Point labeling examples
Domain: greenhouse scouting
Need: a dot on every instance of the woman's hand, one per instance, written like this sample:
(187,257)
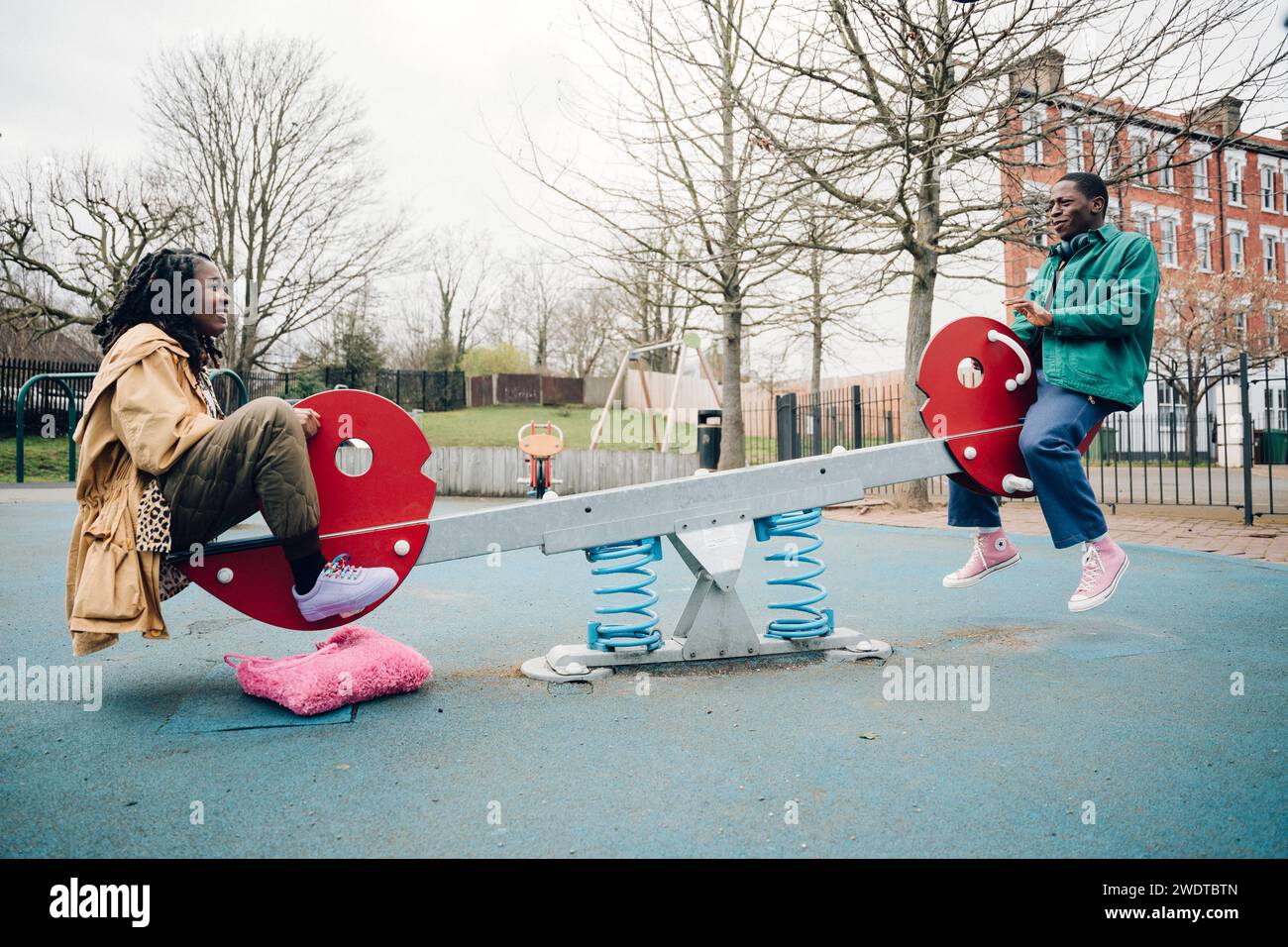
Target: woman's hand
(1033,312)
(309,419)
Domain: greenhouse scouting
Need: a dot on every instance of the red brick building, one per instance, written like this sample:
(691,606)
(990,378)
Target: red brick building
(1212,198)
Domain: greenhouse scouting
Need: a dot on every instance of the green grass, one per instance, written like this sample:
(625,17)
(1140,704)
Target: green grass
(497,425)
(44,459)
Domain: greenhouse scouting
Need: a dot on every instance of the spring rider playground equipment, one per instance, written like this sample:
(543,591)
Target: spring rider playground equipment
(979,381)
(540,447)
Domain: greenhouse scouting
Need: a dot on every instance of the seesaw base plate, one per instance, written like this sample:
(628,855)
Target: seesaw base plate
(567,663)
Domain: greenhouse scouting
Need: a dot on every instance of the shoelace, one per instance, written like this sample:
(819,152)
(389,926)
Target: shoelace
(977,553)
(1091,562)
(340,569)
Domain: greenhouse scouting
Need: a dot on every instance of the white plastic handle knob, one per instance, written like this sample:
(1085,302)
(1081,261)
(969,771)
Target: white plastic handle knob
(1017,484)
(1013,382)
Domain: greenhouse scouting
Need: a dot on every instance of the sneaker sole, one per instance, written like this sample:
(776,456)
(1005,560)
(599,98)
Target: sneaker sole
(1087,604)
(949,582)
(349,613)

Directive => Show every line of the rows above that contains the string "grass", with case counting.

Worked solution =>
Need: a dot on every instance of the green grass, one per instance, written like this sample:
Target: green grass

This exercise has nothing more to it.